> [YOUR GOAL]
Reproduce the data below verbatim, line for line, omitting the pictures from the output.
++++++++
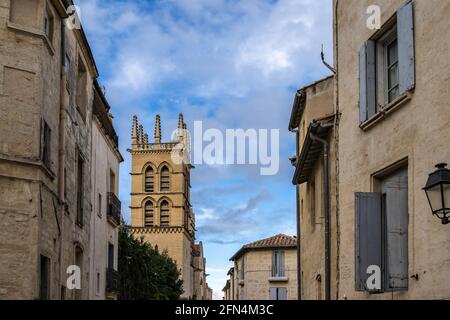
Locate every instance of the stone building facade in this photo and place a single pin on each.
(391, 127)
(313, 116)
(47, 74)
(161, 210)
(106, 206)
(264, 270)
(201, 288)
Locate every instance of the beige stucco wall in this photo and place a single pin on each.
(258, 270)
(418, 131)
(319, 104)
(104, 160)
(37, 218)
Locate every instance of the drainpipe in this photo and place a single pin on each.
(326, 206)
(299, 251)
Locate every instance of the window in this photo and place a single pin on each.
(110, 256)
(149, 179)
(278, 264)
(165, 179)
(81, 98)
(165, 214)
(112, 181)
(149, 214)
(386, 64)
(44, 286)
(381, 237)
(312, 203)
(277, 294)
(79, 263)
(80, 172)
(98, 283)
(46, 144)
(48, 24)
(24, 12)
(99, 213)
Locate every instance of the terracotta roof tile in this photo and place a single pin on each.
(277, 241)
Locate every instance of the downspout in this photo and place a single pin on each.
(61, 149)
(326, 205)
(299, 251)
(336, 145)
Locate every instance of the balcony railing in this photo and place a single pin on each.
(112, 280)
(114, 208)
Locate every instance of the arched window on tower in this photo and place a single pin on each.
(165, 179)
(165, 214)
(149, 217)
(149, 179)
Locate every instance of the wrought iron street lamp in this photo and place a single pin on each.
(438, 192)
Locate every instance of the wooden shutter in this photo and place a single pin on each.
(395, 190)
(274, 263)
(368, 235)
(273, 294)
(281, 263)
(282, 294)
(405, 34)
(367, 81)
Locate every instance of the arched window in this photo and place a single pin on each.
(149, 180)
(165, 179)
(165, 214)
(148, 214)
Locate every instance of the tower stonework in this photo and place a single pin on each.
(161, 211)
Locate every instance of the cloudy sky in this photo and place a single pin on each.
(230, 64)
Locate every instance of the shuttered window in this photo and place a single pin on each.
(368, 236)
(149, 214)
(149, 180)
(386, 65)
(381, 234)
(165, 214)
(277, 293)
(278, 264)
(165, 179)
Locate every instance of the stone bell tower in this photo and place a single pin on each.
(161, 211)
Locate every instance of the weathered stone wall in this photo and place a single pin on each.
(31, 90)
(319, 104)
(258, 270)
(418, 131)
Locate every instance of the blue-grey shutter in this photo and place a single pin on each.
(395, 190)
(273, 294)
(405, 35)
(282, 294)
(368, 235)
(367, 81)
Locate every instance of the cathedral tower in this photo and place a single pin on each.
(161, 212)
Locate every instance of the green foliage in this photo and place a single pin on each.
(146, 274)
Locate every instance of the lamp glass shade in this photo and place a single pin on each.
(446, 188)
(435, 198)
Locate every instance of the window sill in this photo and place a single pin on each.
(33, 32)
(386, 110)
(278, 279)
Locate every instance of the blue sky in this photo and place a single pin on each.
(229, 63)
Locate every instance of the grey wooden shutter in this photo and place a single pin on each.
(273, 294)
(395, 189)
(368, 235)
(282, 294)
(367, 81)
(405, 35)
++++++++
> [SOLVED EXERCISE]
Locate every instance of the stone building facade in this photo and place a single pin on each.
(391, 127)
(313, 116)
(47, 74)
(161, 210)
(106, 206)
(264, 270)
(201, 288)
Locate every instance of the beige stucco wall in this photo and place a single pin on each.
(258, 270)
(418, 131)
(319, 104)
(104, 160)
(37, 218)
Locate every instance of the drainpipe in this photo and place a single pin on each.
(326, 206)
(299, 251)
Locate every instance of the window in this photo and place a single pin on each.
(110, 256)
(149, 179)
(278, 264)
(165, 179)
(81, 98)
(165, 214)
(112, 181)
(149, 214)
(386, 64)
(44, 286)
(381, 237)
(312, 203)
(277, 294)
(79, 263)
(80, 172)
(98, 283)
(46, 144)
(48, 24)
(24, 12)
(99, 213)
Locate every instance of the terracotta roof tile in this photo and place a single pin on each.
(277, 241)
Locate every instance of the downspout in this photo and place a single pin on each.
(61, 149)
(326, 205)
(299, 251)
(336, 145)
Locate every instance of the balcony railing in this photo and place a single pin on each.
(112, 280)
(114, 208)
Locate every instance of the arched window on tower in this photo and place a single pin on each.
(165, 179)
(165, 214)
(149, 217)
(149, 179)
Locate every instance of the wrought iron street lamp in this photo and place a single pin on each.
(438, 192)
Locate every instance of the wooden shutter in this photo and place a single pin on each.
(395, 190)
(274, 263)
(368, 235)
(273, 294)
(281, 263)
(282, 294)
(405, 34)
(367, 81)
Locate every instance of the arched window in this photo and place a single pin on each.
(149, 180)
(165, 179)
(165, 214)
(148, 214)
Locate every instance of the tower stonework in this photo and place a single pin on each.
(161, 211)
Locate every instance of the cloudy sky in this photo and place a single pin on each.
(230, 64)
Locate every instance of the shuttered window in this photo and place a single pin on each.
(368, 236)
(149, 214)
(149, 180)
(386, 65)
(381, 234)
(165, 214)
(277, 293)
(278, 264)
(165, 179)
Locate every instance of the stone bell tower in this photo and place a single pin on each.
(161, 211)
Locate every instance of the weathered stone wall in this photo and place a single pin on each.
(31, 90)
(319, 104)
(258, 270)
(418, 131)
Locate every instance of the blue-grey shutter in this photo and place a single pin on each.
(395, 190)
(273, 294)
(405, 35)
(282, 294)
(368, 235)
(367, 81)
Locate every instance of the cathedral tower in this photo and place a single pin on each.
(161, 212)
Locate every instance of the green foliage in this photo and place a single pin on each.
(146, 274)
Locate every instance of the lamp glass shade in this photo and place a single pin on each.
(446, 188)
(435, 198)
Locate every instance of the window sill in this photo and place a single pin on each.
(33, 32)
(386, 110)
(278, 279)
Locate every instance of the blue sky in this photo and place a single pin on each.
(229, 63)
Locate every instance of the grey wooden shutter in this photo and place a single pin on each.
(273, 294)
(395, 189)
(368, 235)
(282, 294)
(367, 81)
(405, 35)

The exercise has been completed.